Exercise brief
Copy out every line of the listing below verbatim, omitting the pictures from your answer.

Dataset rows
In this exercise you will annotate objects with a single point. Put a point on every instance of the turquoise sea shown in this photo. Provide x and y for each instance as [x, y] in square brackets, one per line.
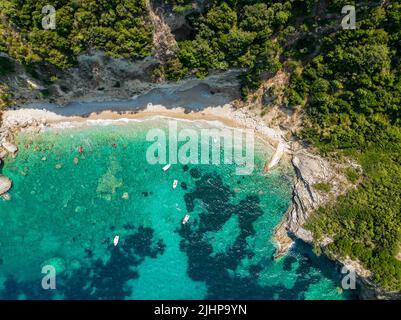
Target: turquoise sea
[67, 207]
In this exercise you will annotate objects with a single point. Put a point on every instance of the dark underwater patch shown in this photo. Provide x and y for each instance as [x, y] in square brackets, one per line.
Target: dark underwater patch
[99, 280]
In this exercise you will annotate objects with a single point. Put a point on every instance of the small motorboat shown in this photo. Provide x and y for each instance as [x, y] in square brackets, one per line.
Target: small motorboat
[186, 218]
[116, 239]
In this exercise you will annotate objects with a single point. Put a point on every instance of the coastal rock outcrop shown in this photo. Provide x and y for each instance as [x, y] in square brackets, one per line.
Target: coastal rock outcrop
[9, 147]
[311, 170]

Result below
In this exercise you will annotate objects with a single point. Put a point on every instance of the turquoise sea shown in this photo. Provide x and y for each instance as [x, y] in square brackets, one per line.
Target: turquoise sea
[67, 207]
In this exercise you will annotate objects with a single point. Put a point on every instance of the dark underwater patch shown in this photo. Provide x and y for each instance as [x, y] in square brackets, one per line.
Target: dark underwater patch
[99, 280]
In this exercise you will annotate objects with a single point. Put a point on every instance of the small motorboat shown in this photo. Provide x and y for each instance as [x, y] in square brackets, one per line.
Target: small motorboat
[186, 218]
[116, 239]
In this exercise you will annotate objects with a single point. Put a point on every instance of the coastal rock outcrop shown in this photo. Provide x and y for each instance as [x, y] in square brackets, one per line.
Target: coastal rock outcrop
[9, 147]
[311, 170]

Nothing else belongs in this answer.